# Extrait:

Pourtant à l'heure actuelle, les Super-Terre, Terre jumelle et autres analogues de la planète bleue ne sont pas habitables au sens que l'on voudrait qu'elles soient, c'est-à-dire visitables par des humains. Ce ne sont que des exoplanètes hors de notre portée, et nous en découvrons de nouvelles chaque semaine, ou presque. Dans quelques rares cas, ce sont des planètes telluriques situées dans la zone habitable de leur étoile, comme chez nous. Cela signifie que leur surface est solide, et qu'elles possèdent des températures compatibles avec la présence d'eau liquide censée favoriser l'apparition de la vie. La ressemblance avec la Terre s'arrête là. Elles sont d'ailleurs trop loin de nous pour que nous puissions leur tirer le portrait avec une précision suffisante.

Pour qu'une planète soit habitable au sens strict – c'est-à-dire pour que la vie telle qu'on la connait actuellement puisse apparaître à sa surface et s'y maintenir – la liste des prérequis est longue comme le bras. Elle doit par exemple posséder une atmosphère (non toxique), des traits géologiques et géodynamiques favorables, la magnétosphère qui va bien, des caractéristiques orbitales impeccables, une position idoine par rapport au centre de la galaxie, un axe de rotation parfait, etc. Elle doit aussi être habitable au moment où nous l'observons, car les données atmosphériques et biochimiques d'une planète évoluent considérablement tout au long de sa vie.

Or, vu l'aspect des exoplanètes observées jusqu'ici - et même si d'autres objets célestes tels que les lunes Europe et Encélade sont pleines de promesses - les mathématiques ne jouent pas en notre faveur. L'astronome américain Sean Caroll, chercheur à Caltech, explique que selon les extrapolations les plus consensuelles à l'heure actuelle, la probabilité qu'il existe une planète qui abrite la vie à des dizaines, centaines, milliers d'années-lumière de nous est de 10^100. C'est très peu. C'est aussi suffisant pour rêver et espérer.

# Présentation de l'exercice:
Reproduisez à l'identique le passage de l'extrait sur l'habitabilité des exoplanètes qui va de « Pourtant à l'heure » à « une précision suffisante. ».

# Données de pointage par région:

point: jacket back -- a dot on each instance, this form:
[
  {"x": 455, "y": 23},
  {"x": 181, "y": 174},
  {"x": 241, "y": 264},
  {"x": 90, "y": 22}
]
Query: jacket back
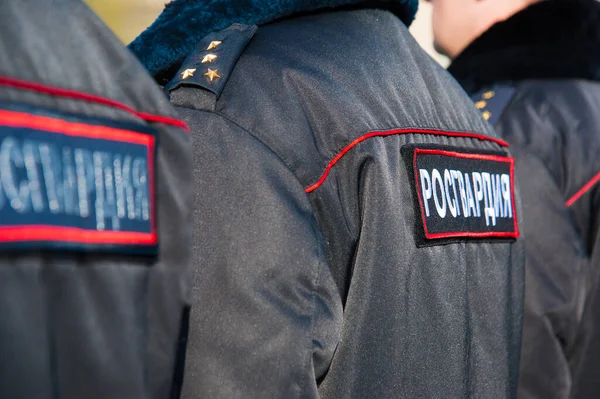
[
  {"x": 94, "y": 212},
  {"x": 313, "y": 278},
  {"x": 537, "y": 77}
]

--

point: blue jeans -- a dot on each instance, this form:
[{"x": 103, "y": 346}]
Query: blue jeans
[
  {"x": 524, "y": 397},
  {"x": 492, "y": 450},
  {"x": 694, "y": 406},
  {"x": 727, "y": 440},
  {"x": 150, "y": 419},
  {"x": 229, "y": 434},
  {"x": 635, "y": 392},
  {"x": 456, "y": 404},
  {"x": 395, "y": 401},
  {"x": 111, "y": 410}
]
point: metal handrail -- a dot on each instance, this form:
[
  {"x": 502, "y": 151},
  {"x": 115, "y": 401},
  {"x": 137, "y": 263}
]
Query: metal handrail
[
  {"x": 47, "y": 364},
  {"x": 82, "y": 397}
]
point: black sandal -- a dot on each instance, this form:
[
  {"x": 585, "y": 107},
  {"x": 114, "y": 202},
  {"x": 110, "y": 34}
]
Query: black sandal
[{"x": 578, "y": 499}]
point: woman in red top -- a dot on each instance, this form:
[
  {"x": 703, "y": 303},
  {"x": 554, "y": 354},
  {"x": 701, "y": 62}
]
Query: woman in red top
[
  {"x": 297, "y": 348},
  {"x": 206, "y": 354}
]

---

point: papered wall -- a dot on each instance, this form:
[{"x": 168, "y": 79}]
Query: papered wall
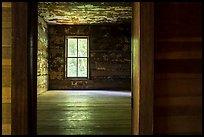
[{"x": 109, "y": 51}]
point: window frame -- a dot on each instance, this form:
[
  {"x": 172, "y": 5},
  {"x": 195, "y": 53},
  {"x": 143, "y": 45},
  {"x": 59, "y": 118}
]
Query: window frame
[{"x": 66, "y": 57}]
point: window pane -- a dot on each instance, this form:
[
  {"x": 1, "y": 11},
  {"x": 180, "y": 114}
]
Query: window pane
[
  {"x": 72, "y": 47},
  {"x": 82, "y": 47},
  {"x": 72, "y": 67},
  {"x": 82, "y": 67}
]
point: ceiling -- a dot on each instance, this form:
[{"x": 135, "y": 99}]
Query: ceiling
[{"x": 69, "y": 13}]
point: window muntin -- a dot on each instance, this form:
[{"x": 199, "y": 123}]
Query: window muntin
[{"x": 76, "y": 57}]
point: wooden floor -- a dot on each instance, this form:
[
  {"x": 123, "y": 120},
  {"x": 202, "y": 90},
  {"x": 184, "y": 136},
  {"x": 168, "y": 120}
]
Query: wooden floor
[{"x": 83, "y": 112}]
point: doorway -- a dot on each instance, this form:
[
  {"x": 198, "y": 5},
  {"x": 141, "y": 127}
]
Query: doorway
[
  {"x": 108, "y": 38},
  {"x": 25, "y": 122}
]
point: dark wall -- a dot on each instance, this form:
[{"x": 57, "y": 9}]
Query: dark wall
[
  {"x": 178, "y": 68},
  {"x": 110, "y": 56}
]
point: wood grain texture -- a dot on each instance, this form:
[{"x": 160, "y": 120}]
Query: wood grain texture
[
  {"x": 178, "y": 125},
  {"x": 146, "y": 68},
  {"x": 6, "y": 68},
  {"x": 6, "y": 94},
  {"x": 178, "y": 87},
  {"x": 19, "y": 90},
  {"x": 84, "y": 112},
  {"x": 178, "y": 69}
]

# Tâche réalisée:
Pourtant à l'heure actuelle, les Super-Terre, Terre jumelle et autres analogues de la planète bleue ne sont pas habitables au sens que l'on voudrait qu'elles soient, c'est-à-dire visitables par des humains. Ce ne sont que des exoplanètes hors de notre portée, et nous en découvrons de nouvelles chaque semaine, ou presque. Dans quelques rares cas, ce sont des planètes telluriques situées dans la zone habitable de leur étoile, comme chez nous. Cela signifie que leur surface est solide, et qu'elles possèdent des températures compatibles avec la présence d'eau liquide censée favoriser l'apparition de la vie. La ressemblance avec la Terre s'arrête là. Elles sont d'ailleurs trop loin de nous pour que nous puissions leur tirer le portrait avec une précision suffisante.